岐阜県現代陶芸美術館 収蔵品データベースの解説によると、
http://jmapps.ne.jp/momca/
「
幼児の肌は19世紀のアンティーク・ドールであるビスクドールの技法を参照した無釉の磁器の焼き締めで、
視覚的には人肌に近い質感をもっている。」
この3体、同じだよね?
1972年生まれの林茂樹は「
正確な形態の追求と量産が可能な石膏型に林は魅力を感じ現在まで鋳込みによる制作を続けている。」
小塩薫《痕跡からの結晶―泡の靴》(チラシ表面下中)
「世界とつながる本当の方法」展の所蔵作品展で、
陶でできた帽子が展示されていた人だ。
カティ・トゥオミネン=ニイットゥラ《雨の中で》
大きな陶器のくぼみに水が張られています。
岐阜県美術館蔵の小清水漸の《作業台》を思い出しました。
ギャラリーⅡでは「リトルガーデン」展をやっています。
花フェスタ2015ぎふ連携事業とのことで、ほとんどが所蔵作品展。
最初にマイセンのかわいらしい陶磁器人形《庭師の少年少女》
ロイヤル コペンハーゲン《フローラダニカ》
草花の絵付けの洋食器(チラシ裏面下左)
洋食器の絵付けに花のモチーフは定番ですよね。
マイセン《花果実飾壺》(チラシ裏面中段右)は、
うーん、この装飾過多はちょっと日本人の感性にはないな‥‥と
この間見てきた、
ヤマザキマザック美術館「世界に挑んだ明治の美」
http://shizukozb.blog.so-net.ne.jp/2015-06-16
宮川香山が高浮彫の作品を作ったのは、こういう西欧の陶器を
見たからなのかなと。
「きになるかたち」展のアンケートに答えてもらったポストカード
(アンケートに答えてくると抽選でプレゼントが当たるんですよー!)
マイセン《クロッカス模様テーブルセット》
1896-1906制作だそうですが、この抽象化模様がなかなかモダンだなと。
二階には、滝口和男の器がまとまって展示されていました。
タイトルが詩的ですね。
《春うらら》《ロワールの記憶》《夜の王者か》《移り行く散歩のかたち》‥‥
どれがどういう作品だったのかは忘れてしまったけど(^^;;)

● **提供データ**
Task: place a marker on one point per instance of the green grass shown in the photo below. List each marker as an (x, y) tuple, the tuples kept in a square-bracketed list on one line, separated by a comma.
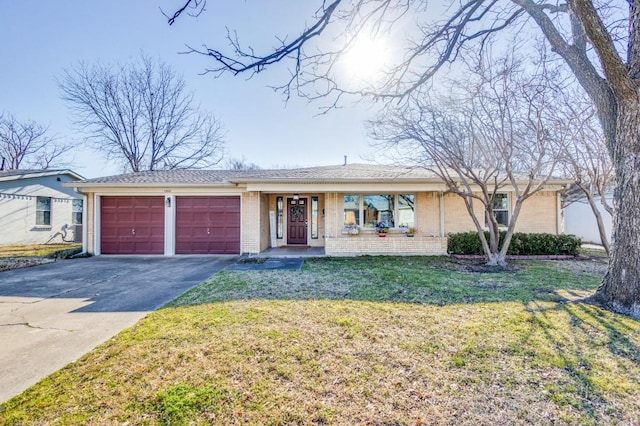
[(36, 250), (361, 341)]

● **設問内容**
本文に記された事実をもとに、次の各問いに答えてください。
(a) 林茂樹は何年生まれですか。
(b) ギャラリーⅡで開催されている展覧会の名称は何ですか。
(c) マイセン《クロッカス模様テーブルセット》の制作年はいつとされていますか。

● **完全な解答**
(a) 1972年生まれです。
(b) 「リトルガーデン」展です。
(c) 1896-1906年とされています。